━━━ Input material

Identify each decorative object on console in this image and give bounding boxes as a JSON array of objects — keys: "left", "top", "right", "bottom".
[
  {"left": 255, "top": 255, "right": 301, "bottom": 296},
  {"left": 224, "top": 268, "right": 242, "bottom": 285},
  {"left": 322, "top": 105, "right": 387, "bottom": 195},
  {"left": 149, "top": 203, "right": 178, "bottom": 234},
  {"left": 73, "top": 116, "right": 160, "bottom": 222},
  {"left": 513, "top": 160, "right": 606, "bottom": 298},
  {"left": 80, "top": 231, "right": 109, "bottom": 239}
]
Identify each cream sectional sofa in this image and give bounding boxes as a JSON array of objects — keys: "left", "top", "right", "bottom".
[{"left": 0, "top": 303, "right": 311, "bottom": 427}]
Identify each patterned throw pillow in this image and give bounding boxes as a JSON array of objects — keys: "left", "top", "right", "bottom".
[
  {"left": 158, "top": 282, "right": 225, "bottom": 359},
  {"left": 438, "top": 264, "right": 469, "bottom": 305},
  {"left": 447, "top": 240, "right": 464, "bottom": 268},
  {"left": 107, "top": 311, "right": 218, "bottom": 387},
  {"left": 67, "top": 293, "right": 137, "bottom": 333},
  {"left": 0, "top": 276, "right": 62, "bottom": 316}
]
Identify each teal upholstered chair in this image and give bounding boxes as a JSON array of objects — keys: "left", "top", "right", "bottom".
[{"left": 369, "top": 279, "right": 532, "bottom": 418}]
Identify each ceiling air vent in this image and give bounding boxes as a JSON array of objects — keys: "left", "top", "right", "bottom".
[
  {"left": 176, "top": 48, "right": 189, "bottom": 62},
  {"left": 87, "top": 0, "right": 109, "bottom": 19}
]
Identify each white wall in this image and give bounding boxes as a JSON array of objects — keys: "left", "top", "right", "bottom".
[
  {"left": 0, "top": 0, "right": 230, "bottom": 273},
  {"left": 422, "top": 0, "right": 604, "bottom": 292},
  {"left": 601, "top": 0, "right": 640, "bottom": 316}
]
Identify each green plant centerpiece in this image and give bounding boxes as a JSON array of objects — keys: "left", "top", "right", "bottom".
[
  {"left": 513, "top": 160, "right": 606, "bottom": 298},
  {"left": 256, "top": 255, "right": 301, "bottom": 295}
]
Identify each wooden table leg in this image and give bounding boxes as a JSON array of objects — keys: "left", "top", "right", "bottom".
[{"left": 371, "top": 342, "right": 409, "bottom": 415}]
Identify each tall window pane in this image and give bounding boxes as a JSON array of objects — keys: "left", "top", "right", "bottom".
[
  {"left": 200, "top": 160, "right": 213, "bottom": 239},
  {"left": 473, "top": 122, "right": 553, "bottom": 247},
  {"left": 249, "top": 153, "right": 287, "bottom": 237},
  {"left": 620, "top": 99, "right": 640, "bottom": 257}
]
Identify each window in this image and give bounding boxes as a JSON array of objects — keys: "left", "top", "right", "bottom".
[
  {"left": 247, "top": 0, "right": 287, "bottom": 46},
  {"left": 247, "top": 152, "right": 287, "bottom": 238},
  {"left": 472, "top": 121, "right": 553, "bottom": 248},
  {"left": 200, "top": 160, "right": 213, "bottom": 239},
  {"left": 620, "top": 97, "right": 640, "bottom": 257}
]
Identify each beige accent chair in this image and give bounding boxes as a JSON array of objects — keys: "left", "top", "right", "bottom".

━━━━━━
━━━ Input material

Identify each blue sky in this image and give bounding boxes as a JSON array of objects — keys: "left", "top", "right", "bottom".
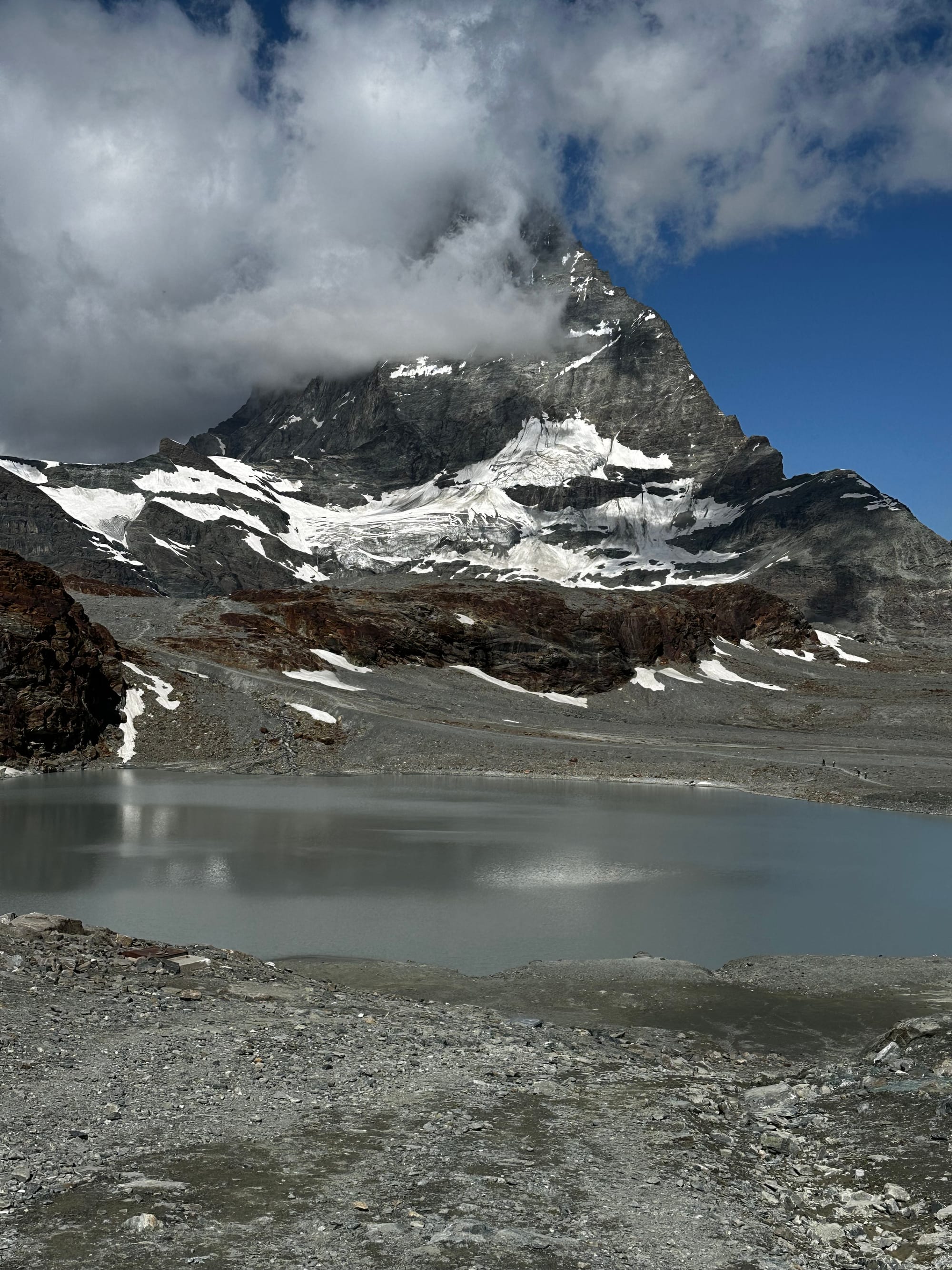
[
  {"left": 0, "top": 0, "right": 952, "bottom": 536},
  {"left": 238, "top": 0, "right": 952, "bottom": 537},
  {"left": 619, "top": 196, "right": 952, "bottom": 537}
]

━━━━━━

▸ **Task goal**
Report how many lines of the records contain the string "chair", with case counting, and give only that number.

▸ **Task solution**
2